Task description: Transcribe the records below. Leave every line exactly as written.

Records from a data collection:
◇ ◇ ◇ ◇ ◇ ◇ ◇

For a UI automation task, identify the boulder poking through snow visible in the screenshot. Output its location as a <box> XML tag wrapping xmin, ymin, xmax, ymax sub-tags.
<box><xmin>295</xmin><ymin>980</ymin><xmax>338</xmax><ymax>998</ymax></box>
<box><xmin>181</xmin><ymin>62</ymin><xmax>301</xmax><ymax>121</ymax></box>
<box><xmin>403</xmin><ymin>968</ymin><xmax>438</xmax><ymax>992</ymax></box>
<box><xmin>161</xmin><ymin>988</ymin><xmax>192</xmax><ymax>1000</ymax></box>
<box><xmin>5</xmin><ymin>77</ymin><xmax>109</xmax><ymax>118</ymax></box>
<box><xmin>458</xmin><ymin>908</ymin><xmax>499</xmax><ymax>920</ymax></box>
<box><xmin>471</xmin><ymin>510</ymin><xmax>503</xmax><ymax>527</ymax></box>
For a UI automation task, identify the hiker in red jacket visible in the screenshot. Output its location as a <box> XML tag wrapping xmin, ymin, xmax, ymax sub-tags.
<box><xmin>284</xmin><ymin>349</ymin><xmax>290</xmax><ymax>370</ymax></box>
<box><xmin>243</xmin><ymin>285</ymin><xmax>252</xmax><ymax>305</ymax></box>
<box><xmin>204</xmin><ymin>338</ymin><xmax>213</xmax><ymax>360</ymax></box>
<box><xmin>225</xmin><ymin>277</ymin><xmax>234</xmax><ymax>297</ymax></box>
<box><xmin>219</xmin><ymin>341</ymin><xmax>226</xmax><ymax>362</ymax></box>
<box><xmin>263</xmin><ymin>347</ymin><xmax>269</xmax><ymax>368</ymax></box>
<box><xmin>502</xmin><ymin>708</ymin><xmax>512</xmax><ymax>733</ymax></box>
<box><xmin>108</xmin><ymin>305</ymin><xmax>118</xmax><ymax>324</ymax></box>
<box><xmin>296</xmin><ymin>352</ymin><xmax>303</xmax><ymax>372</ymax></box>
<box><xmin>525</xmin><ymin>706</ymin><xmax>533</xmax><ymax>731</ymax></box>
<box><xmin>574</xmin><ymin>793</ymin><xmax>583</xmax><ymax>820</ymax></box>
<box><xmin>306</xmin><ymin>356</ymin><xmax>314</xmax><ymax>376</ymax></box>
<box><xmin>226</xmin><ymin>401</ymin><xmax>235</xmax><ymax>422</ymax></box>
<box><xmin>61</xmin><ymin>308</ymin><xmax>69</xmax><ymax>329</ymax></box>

◇ ◇ ◇ ◇ ◇ ◇ ◇

Solved problem:
For a UI automation task, identify the boulder poking through snow visible in the screenshot. Output its location as a <box> XML tag wrapping xmin, ymin, xmax, ymax sub-tags.
<box><xmin>295</xmin><ymin>980</ymin><xmax>338</xmax><ymax>998</ymax></box>
<box><xmin>181</xmin><ymin>62</ymin><xmax>301</xmax><ymax>121</ymax></box>
<box><xmin>403</xmin><ymin>968</ymin><xmax>438</xmax><ymax>992</ymax></box>
<box><xmin>161</xmin><ymin>988</ymin><xmax>192</xmax><ymax>1000</ymax></box>
<box><xmin>5</xmin><ymin>77</ymin><xmax>109</xmax><ymax>118</ymax></box>
<box><xmin>458</xmin><ymin>908</ymin><xmax>499</xmax><ymax>920</ymax></box>
<box><xmin>471</xmin><ymin>510</ymin><xmax>503</xmax><ymax>527</ymax></box>
For a UI automation task, identify the hiker in red jacket visible in the screenshot. Output its location as a <box> XML tag wrapping xmin, ymin, xmax, ymax sub-tags.
<box><xmin>284</xmin><ymin>349</ymin><xmax>290</xmax><ymax>370</ymax></box>
<box><xmin>243</xmin><ymin>285</ymin><xmax>252</xmax><ymax>305</ymax></box>
<box><xmin>204</xmin><ymin>338</ymin><xmax>213</xmax><ymax>360</ymax></box>
<box><xmin>225</xmin><ymin>277</ymin><xmax>234</xmax><ymax>297</ymax></box>
<box><xmin>219</xmin><ymin>341</ymin><xmax>226</xmax><ymax>362</ymax></box>
<box><xmin>263</xmin><ymin>347</ymin><xmax>269</xmax><ymax>368</ymax></box>
<box><xmin>502</xmin><ymin>708</ymin><xmax>512</xmax><ymax>733</ymax></box>
<box><xmin>108</xmin><ymin>305</ymin><xmax>118</xmax><ymax>324</ymax></box>
<box><xmin>296</xmin><ymin>352</ymin><xmax>303</xmax><ymax>372</ymax></box>
<box><xmin>525</xmin><ymin>706</ymin><xmax>533</xmax><ymax>731</ymax></box>
<box><xmin>574</xmin><ymin>793</ymin><xmax>583</xmax><ymax>820</ymax></box>
<box><xmin>306</xmin><ymin>356</ymin><xmax>314</xmax><ymax>376</ymax></box>
<box><xmin>226</xmin><ymin>401</ymin><xmax>235</xmax><ymax>422</ymax></box>
<box><xmin>61</xmin><ymin>308</ymin><xmax>69</xmax><ymax>329</ymax></box>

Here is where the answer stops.